● **What to produce**
Copy the entries below, substituting "occurrence" for each "instance" and changing nothing else.

● **Data rows**
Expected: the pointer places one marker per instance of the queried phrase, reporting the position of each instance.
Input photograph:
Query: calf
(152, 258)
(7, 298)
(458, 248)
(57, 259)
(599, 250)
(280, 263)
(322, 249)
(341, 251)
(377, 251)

● **Response**
Expected: the pointer places one marker per occurrence of the queried phrase, reporting the position of each occurrence.
Input photograph:
Query: calf
(152, 258)
(7, 298)
(458, 248)
(57, 259)
(599, 250)
(280, 263)
(322, 249)
(341, 251)
(377, 251)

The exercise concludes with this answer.